Requirement: Rewrite everything from the row containing "Practice step: put one dot on every instance of the long" down to the end of the rows below, requests included. Scale each answer coordinate by 2.2 and round to whole numbers, halves up, but leave the numbers in the requests and their sample coordinate lists unchanged.
* Begin Information supplied *
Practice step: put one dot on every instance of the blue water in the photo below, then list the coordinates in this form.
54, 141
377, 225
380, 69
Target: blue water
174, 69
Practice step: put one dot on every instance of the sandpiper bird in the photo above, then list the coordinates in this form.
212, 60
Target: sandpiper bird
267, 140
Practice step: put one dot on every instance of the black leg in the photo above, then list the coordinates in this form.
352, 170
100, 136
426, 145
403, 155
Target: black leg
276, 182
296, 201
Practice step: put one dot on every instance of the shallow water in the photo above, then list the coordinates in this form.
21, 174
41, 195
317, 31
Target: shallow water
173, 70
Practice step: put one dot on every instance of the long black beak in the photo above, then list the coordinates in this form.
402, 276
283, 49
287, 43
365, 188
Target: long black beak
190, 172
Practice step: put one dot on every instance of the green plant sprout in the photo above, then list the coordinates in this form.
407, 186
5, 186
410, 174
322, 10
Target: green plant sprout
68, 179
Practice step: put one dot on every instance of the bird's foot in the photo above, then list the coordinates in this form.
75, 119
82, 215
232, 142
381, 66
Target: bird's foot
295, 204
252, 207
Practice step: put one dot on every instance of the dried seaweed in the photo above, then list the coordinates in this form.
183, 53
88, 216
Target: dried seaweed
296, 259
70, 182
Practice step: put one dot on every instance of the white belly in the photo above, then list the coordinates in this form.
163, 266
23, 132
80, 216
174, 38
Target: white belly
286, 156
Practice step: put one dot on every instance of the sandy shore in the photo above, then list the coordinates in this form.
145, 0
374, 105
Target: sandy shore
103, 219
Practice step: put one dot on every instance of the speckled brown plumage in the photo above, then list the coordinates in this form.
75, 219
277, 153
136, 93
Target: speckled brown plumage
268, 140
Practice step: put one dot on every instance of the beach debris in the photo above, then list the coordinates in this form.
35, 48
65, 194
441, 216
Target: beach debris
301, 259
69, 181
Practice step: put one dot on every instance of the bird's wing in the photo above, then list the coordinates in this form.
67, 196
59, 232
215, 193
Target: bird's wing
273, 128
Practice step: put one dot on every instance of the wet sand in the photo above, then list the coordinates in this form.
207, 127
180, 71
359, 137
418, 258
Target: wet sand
* End Information supplied *
Reply to the exercise:
Practice step: put one dot on every instance of the long black beak in the photo above, then list the coordinates in this form.
402, 276
283, 49
287, 43
365, 188
Target: long black beak
418, 378
Practice step: put one dot on every instance of the green plant sprout in the photo above, then list the coordinates in this form.
407, 186
5, 186
410, 174
322, 10
Target: green plant sprout
150, 394
Practice step: put one dot on every instance of the bird's foot in the photo above, then list the coordinates in this form.
75, 119
82, 215
232, 142
381, 66
Target: bird's foot
649, 449
554, 455
Practice step: put one dot on every instance of the dried seaweed in the photo above, then list the coordinates in this form.
183, 53
88, 216
Target: dried seaweed
651, 570
154, 400
Practice step: put one dot on every instance of the white belly in the photo above, then list the coordinates in this form.
163, 266
23, 132
80, 216
174, 38
Target: white belly
629, 343
Practice step: put one dot on every instance of the sandy shore in the photo above, then list the coordinates in this form.
145, 0
374, 105
Target: sandy shore
227, 482
Practice step: put one dot on every instance of the speckled brown plumage in the photo above, then list the coordinates in this form.
75, 219
277, 153
136, 93
Target: speckled brown plumage
590, 308
Practice step: put one dot on every instance of the beach debris in the photo above, then list the coordinates in this form.
35, 48
65, 194
441, 216
Target: beach debris
662, 570
152, 398
Practice step: put one dot on every instance of the bird's wing in the photo above, then list the coordinates in this form.
67, 196
59, 232
215, 193
Target: bird's wing
601, 282
Practice step: put one dot on every instance of the wet sand in the photo above, then list the coordinates in this form.
207, 127
180, 71
359, 137
418, 258
Target: wet sand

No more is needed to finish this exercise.